SUPPLIED TEXT:
────

I haven't used any "cheap" rangefinders but I did have a Zeiss prf 8x26 rangefinder which was excellent and comes out very well in comparison tests against the likes of Swarovski and Leica rangefinders. I sold mine to fund a pair of Swarovski range finding binoculars. They are about £550 new but you might be able to pick up a good second hand one for around £300 - £350, the image quality was excellent too.
I would much rather buy a second hand high quality rangefinder than a far inferior cheap mediocre (at best) new rangefinder, but it obviously depends on your budget. Also if you were to sell your high quality second hand set on you shouldn't lose much money on it.
Don't think any of the cheaper ones will range out to 1000,unless you're happy only ranging large,white,flat structures. Even some of the top end rangefinders will struggle on small targets at that range.
So you really need to be looking at Leica,Zeiss,Swarovski. The Vortex offering is a little cheaper.
Cabellas in the U.S. Have the Leica 1600B for $499,which is great value and cheaper than S/H here.

────

PROVIDED DATA:
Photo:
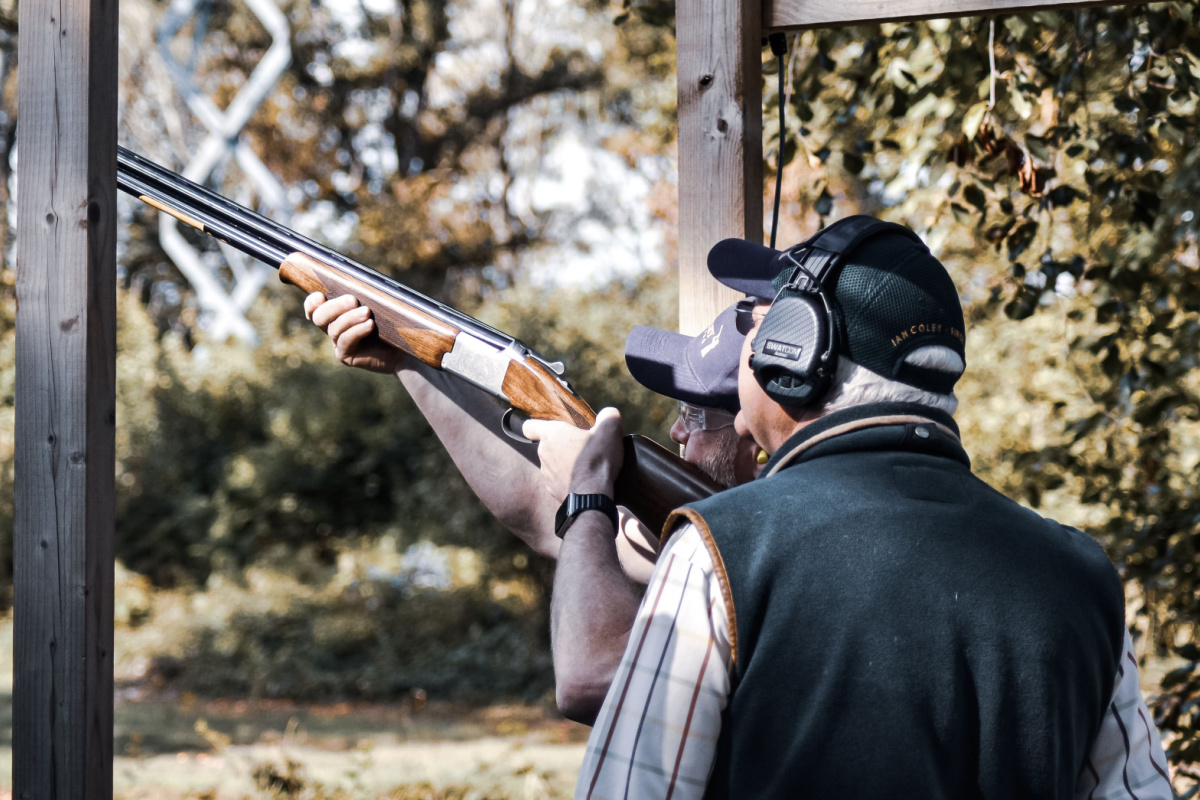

────

PROBLEMS:
A) Can you shorten the paragraph of the rangefinder post that begins "I haven't used any" into a brief list that keeps its main facts?
B) Could you write the next part of the rangefinder post, picking up after its final sentence?
The listing isn't needed for this work.

RESPONSES IN ORDER:
A)
- The writer hasn't used any "cheap" rangefinders but owned a Zeiss prf 8x26 rangefinder.
- It was excellent, with excellent image quality, and compares very well in tests against Swarovski and Leica rangefinders.
- It was sold to fund a pair of Swarovski range finding binoculars.
- It costs about £550 new; a good second-hand one might be found for around £300–£350.

B)
I started off with a Leupold and quickly realised that it rarely went beyond 400 yards and then the conditions had to be very good despite what it said on the tin. I then bought a Leica and would not use anything else, it says 1600 on the side but will go out well beyond this. Buy second hand and off here preferably.
Buy once cry once.
I have a basic golf rangefinder which is supposed to do well over 600 yards. It struggles on the hill beyond high 300s but is perfectly adequate for that job. As others have said I don't think a cheap one will do that distance - not in real life anyway, but don't discount a golf rangefinder, they do the same job.
i have had a bushnell 1000 for quite a few years and seems to be good
although i havr never ranged further than about 650 with it.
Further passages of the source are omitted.